(Collected data)
────
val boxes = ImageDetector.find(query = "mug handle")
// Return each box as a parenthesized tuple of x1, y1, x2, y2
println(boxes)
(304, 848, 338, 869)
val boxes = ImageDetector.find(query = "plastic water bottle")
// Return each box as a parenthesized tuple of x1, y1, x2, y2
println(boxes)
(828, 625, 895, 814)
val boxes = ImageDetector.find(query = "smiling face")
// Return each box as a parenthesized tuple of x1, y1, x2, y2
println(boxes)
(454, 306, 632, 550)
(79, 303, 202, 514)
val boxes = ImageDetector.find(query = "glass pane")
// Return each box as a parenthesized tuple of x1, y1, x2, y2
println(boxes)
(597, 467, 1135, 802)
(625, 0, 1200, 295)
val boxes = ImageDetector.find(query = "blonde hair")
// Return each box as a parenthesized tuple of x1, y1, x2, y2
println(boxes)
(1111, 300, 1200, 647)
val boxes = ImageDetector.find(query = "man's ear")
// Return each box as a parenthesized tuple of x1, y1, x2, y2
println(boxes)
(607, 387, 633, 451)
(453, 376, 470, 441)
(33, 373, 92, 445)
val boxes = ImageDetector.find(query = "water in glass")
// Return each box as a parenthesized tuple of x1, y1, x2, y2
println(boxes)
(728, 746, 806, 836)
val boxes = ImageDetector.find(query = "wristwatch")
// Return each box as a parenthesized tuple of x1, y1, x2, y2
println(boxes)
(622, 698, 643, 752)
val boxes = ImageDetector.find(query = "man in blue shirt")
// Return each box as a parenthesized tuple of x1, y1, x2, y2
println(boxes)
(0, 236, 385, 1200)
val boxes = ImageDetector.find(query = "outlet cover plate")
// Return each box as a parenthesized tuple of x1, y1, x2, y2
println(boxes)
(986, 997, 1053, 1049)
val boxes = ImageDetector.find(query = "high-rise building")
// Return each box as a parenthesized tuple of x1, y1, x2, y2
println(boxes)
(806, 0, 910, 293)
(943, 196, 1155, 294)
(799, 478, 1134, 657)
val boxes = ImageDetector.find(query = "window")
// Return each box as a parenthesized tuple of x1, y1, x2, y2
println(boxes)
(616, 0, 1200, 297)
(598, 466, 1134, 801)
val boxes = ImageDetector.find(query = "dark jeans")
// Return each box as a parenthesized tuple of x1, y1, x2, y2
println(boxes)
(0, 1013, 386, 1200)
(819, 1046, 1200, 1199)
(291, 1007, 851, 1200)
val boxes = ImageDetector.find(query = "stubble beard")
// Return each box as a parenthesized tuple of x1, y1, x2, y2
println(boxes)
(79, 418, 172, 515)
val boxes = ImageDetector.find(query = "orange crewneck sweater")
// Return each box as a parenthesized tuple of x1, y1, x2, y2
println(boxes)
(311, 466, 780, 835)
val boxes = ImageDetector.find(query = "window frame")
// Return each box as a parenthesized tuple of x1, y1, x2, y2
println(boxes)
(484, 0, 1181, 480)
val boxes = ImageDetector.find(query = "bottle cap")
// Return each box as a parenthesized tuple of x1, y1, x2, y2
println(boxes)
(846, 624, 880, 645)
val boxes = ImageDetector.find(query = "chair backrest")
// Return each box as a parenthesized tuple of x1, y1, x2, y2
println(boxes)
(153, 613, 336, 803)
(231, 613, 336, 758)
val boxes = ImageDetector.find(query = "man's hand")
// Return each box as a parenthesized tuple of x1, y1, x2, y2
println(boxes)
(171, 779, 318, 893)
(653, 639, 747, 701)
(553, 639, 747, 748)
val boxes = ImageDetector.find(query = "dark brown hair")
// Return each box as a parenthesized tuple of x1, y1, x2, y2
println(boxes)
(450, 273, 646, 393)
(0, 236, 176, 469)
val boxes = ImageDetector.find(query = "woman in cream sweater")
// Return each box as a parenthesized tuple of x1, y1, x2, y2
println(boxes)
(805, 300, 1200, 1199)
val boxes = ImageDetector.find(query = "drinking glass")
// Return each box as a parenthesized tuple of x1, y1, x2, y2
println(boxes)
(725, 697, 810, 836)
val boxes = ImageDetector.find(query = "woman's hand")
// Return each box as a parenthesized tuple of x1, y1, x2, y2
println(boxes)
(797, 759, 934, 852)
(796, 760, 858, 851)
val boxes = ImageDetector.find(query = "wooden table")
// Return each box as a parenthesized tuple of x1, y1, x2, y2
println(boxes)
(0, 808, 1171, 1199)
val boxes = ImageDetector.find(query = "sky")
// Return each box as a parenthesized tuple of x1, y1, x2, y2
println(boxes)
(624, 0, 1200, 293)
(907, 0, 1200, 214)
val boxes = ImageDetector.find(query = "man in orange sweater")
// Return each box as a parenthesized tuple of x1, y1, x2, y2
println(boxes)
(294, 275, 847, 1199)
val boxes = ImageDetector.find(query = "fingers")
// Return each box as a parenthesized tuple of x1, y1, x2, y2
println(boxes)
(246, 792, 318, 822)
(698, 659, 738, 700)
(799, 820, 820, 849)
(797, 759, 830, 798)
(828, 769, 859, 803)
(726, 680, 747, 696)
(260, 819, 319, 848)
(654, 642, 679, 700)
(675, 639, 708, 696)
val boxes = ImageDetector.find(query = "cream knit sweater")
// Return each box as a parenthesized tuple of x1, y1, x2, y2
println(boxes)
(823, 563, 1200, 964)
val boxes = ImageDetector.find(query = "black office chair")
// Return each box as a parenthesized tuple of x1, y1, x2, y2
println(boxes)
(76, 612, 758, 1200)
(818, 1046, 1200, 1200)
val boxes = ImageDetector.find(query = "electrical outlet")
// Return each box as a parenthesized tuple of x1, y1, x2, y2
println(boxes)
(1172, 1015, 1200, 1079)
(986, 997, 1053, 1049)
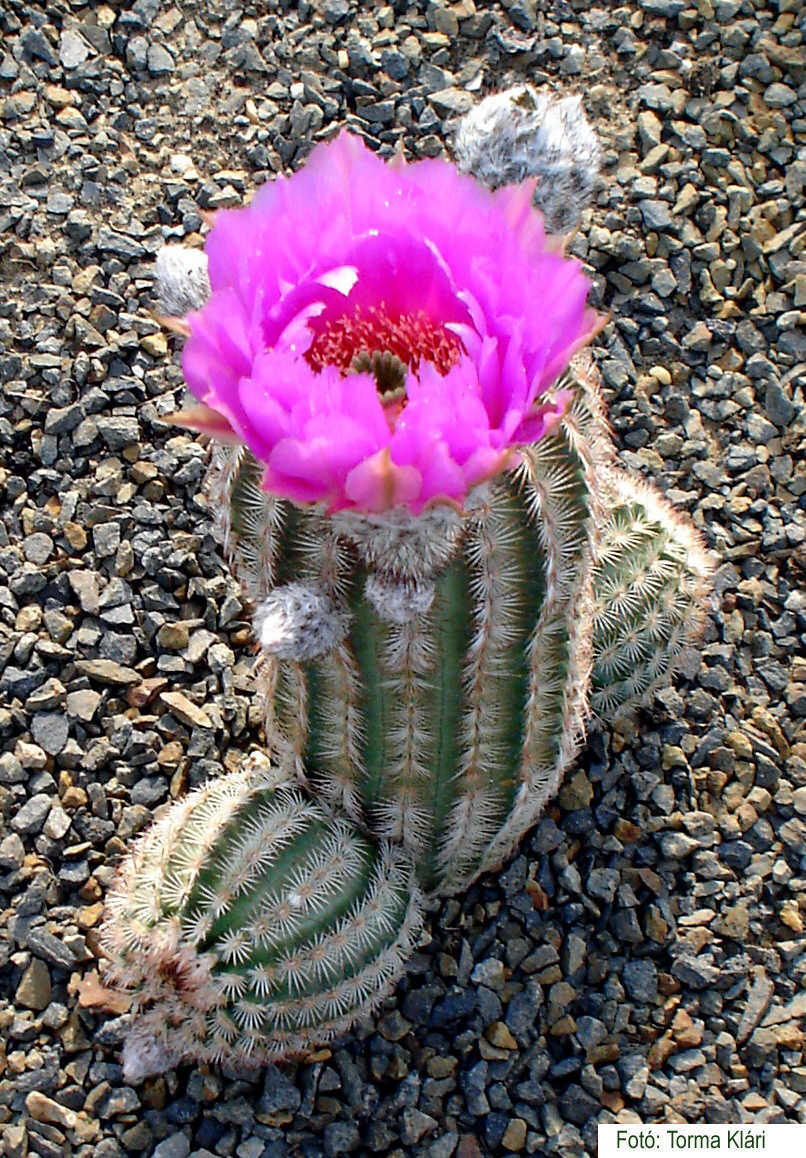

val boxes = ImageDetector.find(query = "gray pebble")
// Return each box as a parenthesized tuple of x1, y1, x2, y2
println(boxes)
(323, 1121, 359, 1156)
(622, 960, 658, 1003)
(59, 30, 91, 68)
(558, 1084, 599, 1124)
(152, 1135, 191, 1158)
(31, 713, 69, 756)
(11, 794, 52, 835)
(148, 44, 175, 75)
(765, 381, 796, 427)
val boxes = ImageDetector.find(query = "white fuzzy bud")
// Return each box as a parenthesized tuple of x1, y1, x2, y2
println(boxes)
(254, 582, 348, 661)
(454, 85, 602, 235)
(154, 246, 211, 316)
(364, 574, 436, 623)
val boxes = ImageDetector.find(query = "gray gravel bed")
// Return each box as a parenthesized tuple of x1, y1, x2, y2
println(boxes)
(1, 0, 805, 1155)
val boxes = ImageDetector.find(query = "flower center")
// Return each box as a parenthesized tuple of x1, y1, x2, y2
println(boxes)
(305, 305, 464, 396)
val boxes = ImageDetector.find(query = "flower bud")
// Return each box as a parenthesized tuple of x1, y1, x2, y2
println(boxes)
(154, 245, 211, 316)
(454, 85, 602, 235)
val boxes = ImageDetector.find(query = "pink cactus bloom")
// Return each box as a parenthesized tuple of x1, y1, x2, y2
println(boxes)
(180, 132, 602, 514)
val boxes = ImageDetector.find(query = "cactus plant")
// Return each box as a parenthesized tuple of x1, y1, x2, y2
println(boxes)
(102, 752, 422, 1081)
(590, 471, 713, 721)
(206, 361, 711, 894)
(154, 245, 211, 316)
(206, 376, 596, 894)
(158, 126, 712, 895)
(99, 98, 715, 1075)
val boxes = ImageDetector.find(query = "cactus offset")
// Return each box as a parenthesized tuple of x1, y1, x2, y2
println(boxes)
(590, 472, 714, 721)
(154, 246, 211, 316)
(102, 753, 422, 1080)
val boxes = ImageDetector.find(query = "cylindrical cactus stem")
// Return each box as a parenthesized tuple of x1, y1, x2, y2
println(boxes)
(206, 443, 287, 605)
(205, 373, 599, 896)
(101, 752, 423, 1081)
(590, 471, 714, 722)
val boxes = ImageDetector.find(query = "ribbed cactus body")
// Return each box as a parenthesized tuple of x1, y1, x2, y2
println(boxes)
(102, 753, 422, 1078)
(590, 472, 713, 720)
(208, 381, 598, 894)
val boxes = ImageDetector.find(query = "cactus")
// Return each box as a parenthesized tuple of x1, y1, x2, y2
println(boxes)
(154, 246, 211, 316)
(590, 471, 713, 721)
(208, 371, 584, 893)
(204, 359, 712, 895)
(102, 752, 422, 1080)
(106, 106, 717, 1074)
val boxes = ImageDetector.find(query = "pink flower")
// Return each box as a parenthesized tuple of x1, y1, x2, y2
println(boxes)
(178, 133, 602, 514)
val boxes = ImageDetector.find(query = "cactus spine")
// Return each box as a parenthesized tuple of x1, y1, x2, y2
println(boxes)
(102, 753, 422, 1079)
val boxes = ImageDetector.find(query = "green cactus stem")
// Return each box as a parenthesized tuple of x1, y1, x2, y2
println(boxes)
(205, 355, 714, 893)
(206, 374, 599, 895)
(101, 752, 423, 1081)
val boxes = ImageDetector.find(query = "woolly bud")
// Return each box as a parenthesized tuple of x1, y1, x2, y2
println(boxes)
(364, 573, 436, 623)
(254, 582, 348, 661)
(454, 85, 602, 235)
(154, 246, 211, 316)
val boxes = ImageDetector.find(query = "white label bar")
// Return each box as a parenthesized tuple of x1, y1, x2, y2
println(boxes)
(599, 1125, 806, 1158)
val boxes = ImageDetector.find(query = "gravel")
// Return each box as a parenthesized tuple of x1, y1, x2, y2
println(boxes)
(1, 0, 805, 1154)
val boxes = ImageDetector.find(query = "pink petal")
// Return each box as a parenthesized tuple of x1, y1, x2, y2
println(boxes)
(344, 450, 422, 512)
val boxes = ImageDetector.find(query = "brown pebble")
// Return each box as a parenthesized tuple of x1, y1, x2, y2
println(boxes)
(26, 1090, 77, 1130)
(502, 1118, 528, 1151)
(484, 1021, 518, 1050)
(16, 958, 51, 1011)
(63, 522, 87, 551)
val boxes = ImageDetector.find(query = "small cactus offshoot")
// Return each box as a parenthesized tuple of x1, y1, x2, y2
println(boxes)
(590, 472, 714, 721)
(154, 246, 211, 316)
(102, 752, 422, 1081)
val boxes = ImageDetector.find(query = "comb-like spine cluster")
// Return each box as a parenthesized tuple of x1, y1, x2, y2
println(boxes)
(454, 85, 602, 235)
(102, 752, 423, 1081)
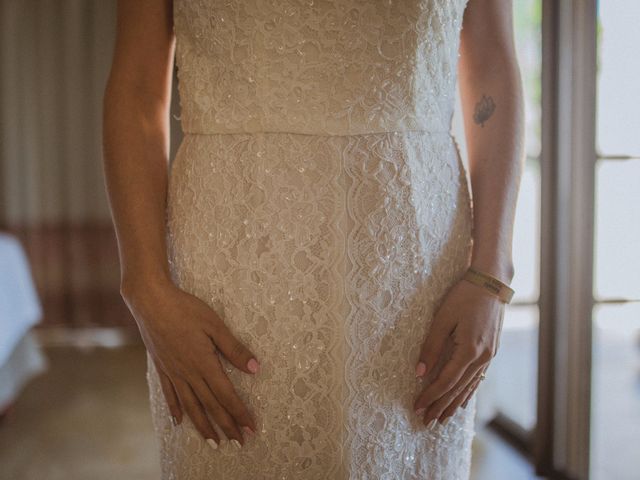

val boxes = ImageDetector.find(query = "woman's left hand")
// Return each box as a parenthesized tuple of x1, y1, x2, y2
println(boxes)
────
• _The task_: Select and copy each line from the data that includes the word "spine".

• _Answer to this task_:
val boxes = ImageDetector.find(query = "cactus spine")
val boxes = ImageDetector.find(query = "comb-like spine cluster")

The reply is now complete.